#### [EXERCISE DETAILS]
Edit the material by replacing "Place a dot on" with "Put a point on" wherever it occurs. Leave every other word as it is.

━━━━━ RECORDS FOR PROCESSING ━━━━━

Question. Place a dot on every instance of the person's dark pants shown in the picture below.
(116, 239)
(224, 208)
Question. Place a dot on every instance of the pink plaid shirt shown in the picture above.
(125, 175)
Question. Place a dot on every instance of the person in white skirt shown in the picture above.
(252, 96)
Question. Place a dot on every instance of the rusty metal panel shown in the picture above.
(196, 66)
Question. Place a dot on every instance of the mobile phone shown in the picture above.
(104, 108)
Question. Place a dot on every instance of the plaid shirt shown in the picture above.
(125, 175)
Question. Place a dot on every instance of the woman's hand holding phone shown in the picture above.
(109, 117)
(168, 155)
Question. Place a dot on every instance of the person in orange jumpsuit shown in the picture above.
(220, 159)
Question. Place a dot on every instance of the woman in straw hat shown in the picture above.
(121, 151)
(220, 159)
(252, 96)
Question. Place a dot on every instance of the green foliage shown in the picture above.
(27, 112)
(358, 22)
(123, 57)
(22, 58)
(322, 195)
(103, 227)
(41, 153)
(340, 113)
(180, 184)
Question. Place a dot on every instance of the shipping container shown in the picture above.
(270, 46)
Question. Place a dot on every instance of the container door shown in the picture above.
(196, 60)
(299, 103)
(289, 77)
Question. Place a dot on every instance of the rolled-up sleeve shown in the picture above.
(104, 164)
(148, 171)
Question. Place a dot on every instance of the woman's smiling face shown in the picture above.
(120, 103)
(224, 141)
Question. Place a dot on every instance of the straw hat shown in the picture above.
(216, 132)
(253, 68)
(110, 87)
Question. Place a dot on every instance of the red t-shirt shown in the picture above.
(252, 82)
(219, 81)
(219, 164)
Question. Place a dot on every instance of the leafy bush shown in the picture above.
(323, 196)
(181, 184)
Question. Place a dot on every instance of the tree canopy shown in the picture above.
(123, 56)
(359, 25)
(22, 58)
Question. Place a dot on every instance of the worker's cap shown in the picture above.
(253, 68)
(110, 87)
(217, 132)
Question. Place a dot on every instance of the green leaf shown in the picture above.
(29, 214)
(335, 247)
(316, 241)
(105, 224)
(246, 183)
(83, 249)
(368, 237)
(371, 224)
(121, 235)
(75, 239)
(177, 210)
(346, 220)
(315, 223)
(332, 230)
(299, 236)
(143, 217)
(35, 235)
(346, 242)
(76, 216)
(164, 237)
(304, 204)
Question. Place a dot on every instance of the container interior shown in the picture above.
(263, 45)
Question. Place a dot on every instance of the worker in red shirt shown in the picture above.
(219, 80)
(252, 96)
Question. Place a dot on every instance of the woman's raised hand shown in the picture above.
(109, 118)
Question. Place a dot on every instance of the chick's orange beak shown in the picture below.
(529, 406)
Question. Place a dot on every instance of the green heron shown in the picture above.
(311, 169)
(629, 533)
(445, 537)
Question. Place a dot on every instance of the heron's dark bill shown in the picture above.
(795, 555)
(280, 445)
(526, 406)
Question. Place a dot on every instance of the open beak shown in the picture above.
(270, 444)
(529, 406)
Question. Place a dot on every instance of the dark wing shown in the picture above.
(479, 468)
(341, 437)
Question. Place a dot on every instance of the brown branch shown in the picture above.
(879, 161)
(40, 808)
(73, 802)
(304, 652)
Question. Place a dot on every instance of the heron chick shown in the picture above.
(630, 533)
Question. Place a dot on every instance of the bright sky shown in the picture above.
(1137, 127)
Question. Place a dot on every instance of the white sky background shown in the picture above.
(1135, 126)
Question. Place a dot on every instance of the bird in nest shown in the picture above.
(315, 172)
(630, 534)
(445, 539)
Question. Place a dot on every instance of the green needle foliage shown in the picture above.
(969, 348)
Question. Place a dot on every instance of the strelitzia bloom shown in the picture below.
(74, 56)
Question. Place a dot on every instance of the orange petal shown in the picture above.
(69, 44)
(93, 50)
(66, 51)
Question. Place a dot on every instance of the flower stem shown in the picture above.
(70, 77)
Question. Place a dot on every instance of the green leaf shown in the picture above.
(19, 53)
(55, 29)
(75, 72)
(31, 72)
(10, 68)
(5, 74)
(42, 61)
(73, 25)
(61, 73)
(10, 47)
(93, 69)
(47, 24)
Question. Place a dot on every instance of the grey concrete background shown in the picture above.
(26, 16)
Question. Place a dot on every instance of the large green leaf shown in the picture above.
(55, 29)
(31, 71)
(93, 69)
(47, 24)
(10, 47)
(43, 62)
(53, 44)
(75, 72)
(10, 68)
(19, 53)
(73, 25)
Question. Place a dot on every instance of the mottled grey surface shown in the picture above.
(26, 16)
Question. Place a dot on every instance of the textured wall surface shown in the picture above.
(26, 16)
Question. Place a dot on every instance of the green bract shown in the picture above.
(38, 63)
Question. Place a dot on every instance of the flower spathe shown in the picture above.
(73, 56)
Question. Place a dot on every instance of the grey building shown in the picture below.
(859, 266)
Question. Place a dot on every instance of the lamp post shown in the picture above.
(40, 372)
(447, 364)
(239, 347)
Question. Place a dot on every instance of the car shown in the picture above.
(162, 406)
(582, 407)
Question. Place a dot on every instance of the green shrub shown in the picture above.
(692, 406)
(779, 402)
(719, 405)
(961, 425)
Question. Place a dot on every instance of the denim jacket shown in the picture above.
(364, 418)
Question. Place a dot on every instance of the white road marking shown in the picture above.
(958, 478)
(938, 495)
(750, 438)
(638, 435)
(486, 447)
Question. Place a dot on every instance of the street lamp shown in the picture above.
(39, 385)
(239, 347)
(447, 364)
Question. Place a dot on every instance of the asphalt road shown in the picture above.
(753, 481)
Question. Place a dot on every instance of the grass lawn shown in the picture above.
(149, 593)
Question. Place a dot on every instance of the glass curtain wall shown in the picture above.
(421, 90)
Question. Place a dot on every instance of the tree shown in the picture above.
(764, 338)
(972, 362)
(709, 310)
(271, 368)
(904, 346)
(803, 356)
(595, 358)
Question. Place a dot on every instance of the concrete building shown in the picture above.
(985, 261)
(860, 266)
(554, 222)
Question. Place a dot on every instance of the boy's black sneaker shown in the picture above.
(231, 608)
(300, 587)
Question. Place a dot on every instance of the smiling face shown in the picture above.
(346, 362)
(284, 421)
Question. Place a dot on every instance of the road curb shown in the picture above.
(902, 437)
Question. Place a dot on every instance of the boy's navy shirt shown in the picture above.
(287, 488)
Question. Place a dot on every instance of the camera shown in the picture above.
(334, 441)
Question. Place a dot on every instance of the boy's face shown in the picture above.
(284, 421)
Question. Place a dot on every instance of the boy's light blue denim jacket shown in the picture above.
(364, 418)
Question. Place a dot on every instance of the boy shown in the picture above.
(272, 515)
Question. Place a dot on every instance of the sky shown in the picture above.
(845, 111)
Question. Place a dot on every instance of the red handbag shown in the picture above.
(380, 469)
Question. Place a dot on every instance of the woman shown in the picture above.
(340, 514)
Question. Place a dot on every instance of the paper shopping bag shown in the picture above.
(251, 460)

━━━━━

#### [ANSWER TO THE EXERCISE]
Question. Put a point on every instance of the person's dark pants shown in the picture below.
(116, 239)
(224, 208)
Question. Put a point on every instance of the pink plaid shirt shown in the picture above.
(125, 175)
Question. Put a point on every instance of the person in white skirt shown in the picture above.
(252, 96)
Question. Put a point on every instance of the rusty metal panel shown in the picture above.
(196, 66)
Question. Put a point on every instance of the mobile phone shown in the picture above.
(104, 108)
Question. Put a point on every instance of the plaid shirt shown in the picture above.
(125, 175)
Question. Put a point on every instance of the woman's hand holding phone shown in the picture above.
(109, 117)
(168, 155)
Question. Put a point on every instance of the person in orange jumpsuit shown in the picture above.
(220, 159)
Question. Put a point on every instance of the woman in straw hat shown in the picture above.
(121, 151)
(220, 159)
(252, 96)
Question. Put a point on every instance of the green foliage shown in the picture above.
(27, 112)
(358, 22)
(123, 57)
(22, 58)
(322, 195)
(103, 227)
(41, 153)
(340, 113)
(180, 184)
Question. Put a point on every instance of the shipping container shown in the picture above.
(270, 46)
Question. Put a point on every instance of the container door shown in the picture above.
(196, 60)
(299, 103)
(289, 77)
Question. Put a point on every instance of the rolled-up sleeve shown in the picture above.
(104, 164)
(148, 171)
Question. Put a point on every instance of the woman's smiling face shown in the picture above.
(120, 103)
(224, 141)
Question. Put a point on every instance of the straw hat shown in the picture above.
(216, 132)
(253, 68)
(110, 87)
Question. Put a point on every instance of the red t-shirt shown in the picture above.
(252, 82)
(219, 81)
(219, 164)
Question. Put a point on every instance of the leafy bush shown in the picture above.
(323, 196)
(181, 184)
Question. Put a point on every instance of the tree canopy shown in the picture above.
(123, 56)
(359, 25)
(22, 58)
Question. Put a point on every instance of the worker's cap shown in the picture above.
(253, 68)
(110, 87)
(217, 132)
Question. Put a point on every instance of the green leaf shown in the picture above.
(29, 214)
(335, 247)
(316, 241)
(105, 224)
(246, 183)
(83, 249)
(368, 237)
(371, 224)
(121, 235)
(75, 239)
(177, 210)
(346, 220)
(315, 223)
(332, 230)
(299, 236)
(143, 217)
(35, 235)
(346, 242)
(76, 216)
(164, 237)
(304, 204)
Question. Put a point on every instance of the container interior shown in the picture above.
(263, 45)
Question. Put a point on every instance of the worker in red shirt shown in the picture above.
(219, 80)
(252, 96)
Question. Put a point on every instance of the woman's raised hand shown in the picture above.
(109, 118)
Question. Put a point on every instance of the chick's orange beak shown in the picture below.
(529, 406)
Question. Put a point on every instance of the green heron shown in the picture above.
(311, 169)
(629, 533)
(445, 537)
Question. Put a point on every instance of the heron's dark bill shown in the picture above.
(795, 555)
(280, 445)
(526, 406)
Question. Put a point on every instance of the open beak shown in the picture above.
(270, 444)
(529, 406)
Question. Put a point on every instance of the dark wing shown in the picture above.
(479, 468)
(341, 437)
Question. Put a point on every instance of the brown branch shown in the picture above.
(879, 161)
(40, 808)
(73, 802)
(304, 652)
Question. Put a point on every instance of the heron chick shown in the picture above.
(630, 533)
Question. Put a point on every instance of the bright sky shown in the picture above.
(1137, 127)
Question. Put a point on every instance of the white sky background shown in the picture above.
(1135, 126)
Question. Put a point on every instance of the bird in nest shown in the picture above.
(315, 172)
(630, 534)
(445, 539)
Question. Put a point on every instance of the green needle foliage shown in the picture above.
(969, 348)
Question. Put a point on every instance of the strelitzia bloom shown in the picture below.
(74, 56)
Question. Put a point on every instance of the orange petal shown in the picture above.
(69, 44)
(93, 50)
(66, 51)
Question. Put a point on every instance of the flower stem shown in the picture above.
(70, 77)
Question. Put a point on every instance of the green leaf shown in the picture above.
(19, 53)
(55, 29)
(75, 72)
(31, 72)
(10, 68)
(5, 74)
(42, 61)
(73, 25)
(61, 73)
(10, 47)
(93, 69)
(47, 24)
Question. Put a point on every instance of the grey concrete background shown in the picture above.
(26, 16)
Question. Put a point on every instance of the large green leaf shown in the picture above.
(55, 29)
(31, 71)
(93, 69)
(47, 24)
(10, 47)
(43, 62)
(53, 44)
(75, 72)
(10, 68)
(19, 53)
(73, 25)
Question. Put a point on every instance of the mottled grey surface shown in the picture above.
(26, 16)
Question. Put a point on every instance of the textured wall surface shown in the picture above.
(26, 16)
Question. Put a point on every instance of the green bract shown in the picture above.
(38, 63)
Question. Put a point on every instance of the flower spathe shown in the picture above.
(73, 56)
Question. Put a point on every instance of the grey building shown in the picture below.
(859, 266)
Question. Put a point on every instance of the lamp post shown in the picture above.
(40, 372)
(447, 364)
(239, 347)
Question. Put a point on every instance of the car shown in the picture above.
(162, 406)
(582, 407)
Question. Put a point on every instance of the green shrub shown in the picture above.
(692, 406)
(779, 402)
(719, 405)
(961, 425)
Question. Put a point on every instance of the denim jacket shown in the picture above.
(364, 418)
Question. Put a point on every instance of the white road marking shown in the picture above.
(958, 478)
(938, 495)
(750, 438)
(638, 435)
(486, 447)
Question. Put a point on every instance of the street lamp shown in the picture above.
(39, 385)
(239, 347)
(447, 364)
Question. Put a point on every instance of the asphalt road shown in the picture above.
(753, 481)
Question. Put a point on every instance of the grass lawn shown in the picture above.
(149, 593)
Question. Put a point on every instance of the glass curtain wall shown in the picture above.
(421, 90)
Question. Put a point on every instance of the tree shown in the picture above.
(764, 338)
(972, 362)
(709, 310)
(271, 368)
(904, 346)
(803, 356)
(595, 358)
Question. Put a point on every instance of the concrete building shown in the picture above.
(985, 261)
(860, 266)
(554, 222)
Question. Put a point on every instance of the boy's black sneaker shown in the picture above.
(231, 608)
(300, 587)
Question. Put a point on every instance of the smiling face shown in the picture above.
(346, 362)
(284, 421)
Question. Put a point on every instance of the road curb shown in the picture above.
(902, 437)
Question. Put a point on every instance of the boy's navy shirt shown in the picture above.
(287, 488)
Question. Put a point on every instance of the camera shown in the picture above.
(334, 441)
Question. Put a point on every instance of the boy's face shown in the picture above.
(284, 421)
Question. Put a point on every instance of the boy's light blue denim jacket shown in the picture above.
(364, 418)
Question. Put a point on every instance of the boy shown in the picture above.
(272, 515)
Question. Put a point on every instance of the sky shown in the picture above.
(845, 111)
Question. Put a point on every instance of the red handbag shown in the picture above.
(380, 469)
Question. Put a point on every instance of the woman shown in the picture above.
(340, 514)
Question. Put a point on every instance of the paper shopping bag shown in the picture above.
(251, 460)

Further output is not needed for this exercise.